• _Exercise_
Carry on the forum thread about bass fishing below, starting right after its last line.

• _Provided text_
# Local Flow Bass



## NCbassattack (May 5, 2014)

Hit the local flow today with my friend Guffy and found the fish biting early on. Got several, and every one of them were 14 inches or better. Caught them on speedcraws, Power worms, spinnerbaits, and Guffy got one near five on a DT6. We only had four hours to fish, but it was a beautiful day, and the fish were biting. Water temp 61f. Fairly clear.


----------



## laynhardwood (Dec 27, 2009)

Sounds like you guys had a fun half day. The pics won't load for me


----------



## NCbassattack (May 5, 2014)

For some reason, I can't load them. The "upload a file" won't come up.


----------



## NCbassattack (May 5, 2014)

Have to do it like this, from my NC site.
http://www.ncangler.com/forums/threads/104065-HPCL-Today-with-Guffy


----------



## MassillonBuckeye (May 3, 2010)

• _Stored dataset items_
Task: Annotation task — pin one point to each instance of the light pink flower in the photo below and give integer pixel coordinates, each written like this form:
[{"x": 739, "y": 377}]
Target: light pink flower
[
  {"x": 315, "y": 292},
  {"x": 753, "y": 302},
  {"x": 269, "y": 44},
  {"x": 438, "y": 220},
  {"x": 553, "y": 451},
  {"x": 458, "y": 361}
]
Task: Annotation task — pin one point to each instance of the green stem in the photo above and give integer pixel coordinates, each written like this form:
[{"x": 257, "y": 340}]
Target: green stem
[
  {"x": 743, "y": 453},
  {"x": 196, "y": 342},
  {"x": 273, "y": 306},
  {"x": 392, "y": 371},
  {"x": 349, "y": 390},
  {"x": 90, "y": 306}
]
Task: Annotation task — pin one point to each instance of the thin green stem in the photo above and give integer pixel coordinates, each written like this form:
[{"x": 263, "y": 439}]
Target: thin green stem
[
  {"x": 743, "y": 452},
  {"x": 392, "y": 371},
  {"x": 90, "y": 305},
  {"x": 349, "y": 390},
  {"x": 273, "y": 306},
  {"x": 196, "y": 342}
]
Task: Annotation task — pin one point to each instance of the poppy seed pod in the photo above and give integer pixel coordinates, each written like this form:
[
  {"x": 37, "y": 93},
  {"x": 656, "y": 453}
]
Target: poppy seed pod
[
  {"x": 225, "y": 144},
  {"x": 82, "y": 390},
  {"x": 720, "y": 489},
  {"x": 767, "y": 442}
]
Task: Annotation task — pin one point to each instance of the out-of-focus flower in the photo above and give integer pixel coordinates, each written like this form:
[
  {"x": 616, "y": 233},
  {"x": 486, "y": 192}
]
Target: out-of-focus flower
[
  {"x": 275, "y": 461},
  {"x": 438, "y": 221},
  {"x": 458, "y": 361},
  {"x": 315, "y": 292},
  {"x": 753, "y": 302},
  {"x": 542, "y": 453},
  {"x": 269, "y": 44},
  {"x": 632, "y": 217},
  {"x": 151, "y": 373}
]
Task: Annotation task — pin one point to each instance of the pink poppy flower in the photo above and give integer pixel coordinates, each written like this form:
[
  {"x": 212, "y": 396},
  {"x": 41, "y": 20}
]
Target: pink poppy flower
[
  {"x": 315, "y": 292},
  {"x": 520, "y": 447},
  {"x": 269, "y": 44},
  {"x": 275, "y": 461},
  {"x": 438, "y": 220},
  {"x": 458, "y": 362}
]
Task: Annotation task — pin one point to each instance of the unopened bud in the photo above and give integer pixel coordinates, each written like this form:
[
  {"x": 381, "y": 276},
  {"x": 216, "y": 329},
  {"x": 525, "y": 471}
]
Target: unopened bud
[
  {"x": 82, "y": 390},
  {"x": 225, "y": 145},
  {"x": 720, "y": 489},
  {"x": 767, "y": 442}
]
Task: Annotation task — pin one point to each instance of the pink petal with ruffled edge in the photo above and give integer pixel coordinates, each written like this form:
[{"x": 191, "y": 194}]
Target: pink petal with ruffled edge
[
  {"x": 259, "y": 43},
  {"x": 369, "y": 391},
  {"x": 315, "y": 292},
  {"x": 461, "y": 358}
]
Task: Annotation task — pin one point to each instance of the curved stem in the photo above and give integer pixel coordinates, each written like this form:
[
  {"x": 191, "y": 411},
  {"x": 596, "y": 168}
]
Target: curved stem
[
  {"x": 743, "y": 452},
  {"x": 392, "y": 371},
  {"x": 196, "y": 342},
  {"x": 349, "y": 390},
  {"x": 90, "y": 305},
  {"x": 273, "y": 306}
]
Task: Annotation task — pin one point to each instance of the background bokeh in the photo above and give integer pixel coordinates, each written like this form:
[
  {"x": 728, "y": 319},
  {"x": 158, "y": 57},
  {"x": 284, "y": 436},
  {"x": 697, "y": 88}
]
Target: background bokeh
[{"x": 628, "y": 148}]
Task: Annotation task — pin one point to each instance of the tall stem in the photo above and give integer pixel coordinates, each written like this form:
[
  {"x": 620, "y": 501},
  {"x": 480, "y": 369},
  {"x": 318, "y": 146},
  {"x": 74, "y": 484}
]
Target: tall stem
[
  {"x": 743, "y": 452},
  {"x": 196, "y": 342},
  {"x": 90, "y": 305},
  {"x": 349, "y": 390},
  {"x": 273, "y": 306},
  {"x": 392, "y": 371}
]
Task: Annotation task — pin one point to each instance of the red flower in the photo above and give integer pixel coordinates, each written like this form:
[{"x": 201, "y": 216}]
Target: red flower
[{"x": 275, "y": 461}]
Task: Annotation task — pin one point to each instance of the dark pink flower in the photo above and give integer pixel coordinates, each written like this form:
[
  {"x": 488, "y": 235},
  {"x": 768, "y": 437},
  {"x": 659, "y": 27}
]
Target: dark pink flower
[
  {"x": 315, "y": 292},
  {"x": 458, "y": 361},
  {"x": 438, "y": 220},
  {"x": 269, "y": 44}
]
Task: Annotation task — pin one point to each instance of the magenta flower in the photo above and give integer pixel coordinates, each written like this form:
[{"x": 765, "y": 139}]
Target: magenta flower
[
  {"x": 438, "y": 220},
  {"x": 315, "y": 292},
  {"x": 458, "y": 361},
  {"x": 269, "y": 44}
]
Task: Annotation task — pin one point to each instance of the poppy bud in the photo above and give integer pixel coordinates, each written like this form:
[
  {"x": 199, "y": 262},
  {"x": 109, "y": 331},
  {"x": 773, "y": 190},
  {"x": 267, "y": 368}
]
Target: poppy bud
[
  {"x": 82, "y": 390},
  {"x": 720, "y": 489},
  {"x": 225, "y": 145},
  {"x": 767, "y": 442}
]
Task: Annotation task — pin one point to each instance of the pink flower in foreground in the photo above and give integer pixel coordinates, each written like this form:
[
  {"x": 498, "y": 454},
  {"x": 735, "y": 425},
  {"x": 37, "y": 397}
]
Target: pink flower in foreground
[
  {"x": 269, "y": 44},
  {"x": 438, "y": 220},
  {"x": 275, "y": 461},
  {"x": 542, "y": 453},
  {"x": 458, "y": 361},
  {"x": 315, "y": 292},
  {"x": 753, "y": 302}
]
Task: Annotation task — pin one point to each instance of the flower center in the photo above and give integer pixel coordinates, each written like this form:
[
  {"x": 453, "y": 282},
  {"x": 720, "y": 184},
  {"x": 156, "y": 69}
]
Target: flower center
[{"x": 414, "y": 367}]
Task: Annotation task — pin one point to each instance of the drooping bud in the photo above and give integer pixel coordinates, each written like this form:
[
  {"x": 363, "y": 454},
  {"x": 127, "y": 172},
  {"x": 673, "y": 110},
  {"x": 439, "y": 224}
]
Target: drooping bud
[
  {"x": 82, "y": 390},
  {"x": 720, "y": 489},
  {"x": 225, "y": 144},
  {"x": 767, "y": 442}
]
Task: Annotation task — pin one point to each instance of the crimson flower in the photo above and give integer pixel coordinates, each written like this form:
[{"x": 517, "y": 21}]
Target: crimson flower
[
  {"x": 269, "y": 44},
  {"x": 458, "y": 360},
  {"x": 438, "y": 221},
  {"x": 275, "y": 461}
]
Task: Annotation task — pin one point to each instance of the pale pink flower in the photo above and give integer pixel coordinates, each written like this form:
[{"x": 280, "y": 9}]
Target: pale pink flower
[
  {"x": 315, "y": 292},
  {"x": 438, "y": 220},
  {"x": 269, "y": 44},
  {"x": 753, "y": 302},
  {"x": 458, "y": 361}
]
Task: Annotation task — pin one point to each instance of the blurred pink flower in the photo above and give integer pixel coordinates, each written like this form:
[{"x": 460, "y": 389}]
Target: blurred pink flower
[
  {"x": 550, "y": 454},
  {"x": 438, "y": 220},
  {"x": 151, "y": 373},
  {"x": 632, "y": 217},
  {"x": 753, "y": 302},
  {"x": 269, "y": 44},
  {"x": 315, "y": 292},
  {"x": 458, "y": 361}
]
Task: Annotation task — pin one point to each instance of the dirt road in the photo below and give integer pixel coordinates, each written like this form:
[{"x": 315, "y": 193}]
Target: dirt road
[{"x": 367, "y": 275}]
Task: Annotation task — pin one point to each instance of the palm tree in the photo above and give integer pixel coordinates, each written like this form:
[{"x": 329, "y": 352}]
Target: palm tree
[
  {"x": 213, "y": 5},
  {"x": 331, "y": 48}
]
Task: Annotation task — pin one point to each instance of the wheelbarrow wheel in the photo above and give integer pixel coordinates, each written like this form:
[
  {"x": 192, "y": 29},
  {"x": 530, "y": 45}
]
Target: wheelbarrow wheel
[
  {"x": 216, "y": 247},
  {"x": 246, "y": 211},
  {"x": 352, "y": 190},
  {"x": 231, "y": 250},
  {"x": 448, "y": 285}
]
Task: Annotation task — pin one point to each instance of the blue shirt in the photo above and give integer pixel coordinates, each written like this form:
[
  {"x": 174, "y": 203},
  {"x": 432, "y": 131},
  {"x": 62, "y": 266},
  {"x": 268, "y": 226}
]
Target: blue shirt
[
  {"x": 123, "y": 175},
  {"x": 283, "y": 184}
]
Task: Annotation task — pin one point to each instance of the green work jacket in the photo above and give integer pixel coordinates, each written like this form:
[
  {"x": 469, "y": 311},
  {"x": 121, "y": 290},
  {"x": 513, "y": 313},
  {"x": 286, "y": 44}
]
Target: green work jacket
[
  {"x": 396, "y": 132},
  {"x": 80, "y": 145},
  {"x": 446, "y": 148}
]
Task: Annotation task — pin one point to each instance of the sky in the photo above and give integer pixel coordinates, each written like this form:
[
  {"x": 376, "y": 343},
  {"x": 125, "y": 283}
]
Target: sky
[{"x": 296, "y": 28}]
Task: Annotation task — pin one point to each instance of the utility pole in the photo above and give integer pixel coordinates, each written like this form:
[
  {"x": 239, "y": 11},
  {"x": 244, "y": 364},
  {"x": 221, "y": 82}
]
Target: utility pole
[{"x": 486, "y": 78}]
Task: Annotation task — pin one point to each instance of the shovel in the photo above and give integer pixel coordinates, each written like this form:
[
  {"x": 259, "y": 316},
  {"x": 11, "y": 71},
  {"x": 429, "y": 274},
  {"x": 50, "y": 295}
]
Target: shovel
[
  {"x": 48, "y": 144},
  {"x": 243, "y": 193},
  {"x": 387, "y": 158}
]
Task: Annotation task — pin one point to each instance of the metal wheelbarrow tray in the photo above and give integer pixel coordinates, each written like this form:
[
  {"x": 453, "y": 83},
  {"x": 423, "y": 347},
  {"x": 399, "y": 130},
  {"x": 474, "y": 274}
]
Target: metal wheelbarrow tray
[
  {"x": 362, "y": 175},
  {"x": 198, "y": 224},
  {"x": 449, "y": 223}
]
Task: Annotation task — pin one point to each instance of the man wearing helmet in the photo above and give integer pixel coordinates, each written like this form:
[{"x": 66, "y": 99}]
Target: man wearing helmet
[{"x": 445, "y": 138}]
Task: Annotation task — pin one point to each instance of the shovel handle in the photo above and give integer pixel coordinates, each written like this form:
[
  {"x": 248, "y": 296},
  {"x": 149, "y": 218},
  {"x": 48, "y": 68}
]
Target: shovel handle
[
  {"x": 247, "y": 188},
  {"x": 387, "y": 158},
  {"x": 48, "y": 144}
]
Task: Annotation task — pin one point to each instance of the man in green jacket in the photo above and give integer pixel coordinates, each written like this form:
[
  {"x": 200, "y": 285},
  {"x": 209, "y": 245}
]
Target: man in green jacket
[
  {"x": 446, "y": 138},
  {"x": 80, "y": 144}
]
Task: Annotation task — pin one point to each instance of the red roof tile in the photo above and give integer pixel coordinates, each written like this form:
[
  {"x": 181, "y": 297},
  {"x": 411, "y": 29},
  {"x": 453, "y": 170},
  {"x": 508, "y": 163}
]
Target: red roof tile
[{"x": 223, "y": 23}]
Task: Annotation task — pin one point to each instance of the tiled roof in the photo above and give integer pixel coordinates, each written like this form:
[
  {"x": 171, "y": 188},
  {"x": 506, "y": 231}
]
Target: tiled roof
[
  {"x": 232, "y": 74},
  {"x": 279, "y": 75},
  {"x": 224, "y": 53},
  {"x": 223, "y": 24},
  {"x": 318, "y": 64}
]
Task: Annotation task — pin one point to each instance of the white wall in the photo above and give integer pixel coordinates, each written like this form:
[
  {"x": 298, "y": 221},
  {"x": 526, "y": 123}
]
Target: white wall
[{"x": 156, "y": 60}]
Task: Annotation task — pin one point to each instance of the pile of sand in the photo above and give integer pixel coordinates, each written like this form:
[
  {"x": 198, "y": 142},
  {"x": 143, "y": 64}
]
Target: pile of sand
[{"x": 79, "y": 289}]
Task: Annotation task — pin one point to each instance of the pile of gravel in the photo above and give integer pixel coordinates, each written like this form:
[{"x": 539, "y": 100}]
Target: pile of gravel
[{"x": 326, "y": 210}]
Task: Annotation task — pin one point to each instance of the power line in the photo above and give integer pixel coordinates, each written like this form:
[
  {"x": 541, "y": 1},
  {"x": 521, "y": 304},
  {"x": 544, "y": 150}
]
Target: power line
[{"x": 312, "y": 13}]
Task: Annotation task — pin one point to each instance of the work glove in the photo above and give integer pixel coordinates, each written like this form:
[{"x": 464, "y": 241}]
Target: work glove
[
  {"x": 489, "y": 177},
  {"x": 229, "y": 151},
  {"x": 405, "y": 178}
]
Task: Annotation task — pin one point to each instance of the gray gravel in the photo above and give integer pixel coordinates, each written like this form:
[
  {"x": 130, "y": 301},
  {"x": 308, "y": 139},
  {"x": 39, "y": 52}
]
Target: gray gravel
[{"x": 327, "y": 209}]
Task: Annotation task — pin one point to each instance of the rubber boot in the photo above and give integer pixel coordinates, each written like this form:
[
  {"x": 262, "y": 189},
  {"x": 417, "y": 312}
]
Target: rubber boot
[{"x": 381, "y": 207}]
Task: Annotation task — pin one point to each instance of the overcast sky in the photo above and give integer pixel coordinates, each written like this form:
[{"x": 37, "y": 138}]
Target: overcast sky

• _Exercise response_
NCbassattack said:


> Hit the local flow today with my friend Guffy and found the fish biting early on. Got several, and every one of them were 14 inches or better. Caught them on speedcraws, Power worms, spinnerbaits, and Guffy got one near five on a DT6. We only had four hours to fish, but it was a beautiful day, and the fish were biting. Water temp 61f. Fairly clear.


How is the water the same temps about the same as here in Ohio?!! Crazy! Glad you got into em.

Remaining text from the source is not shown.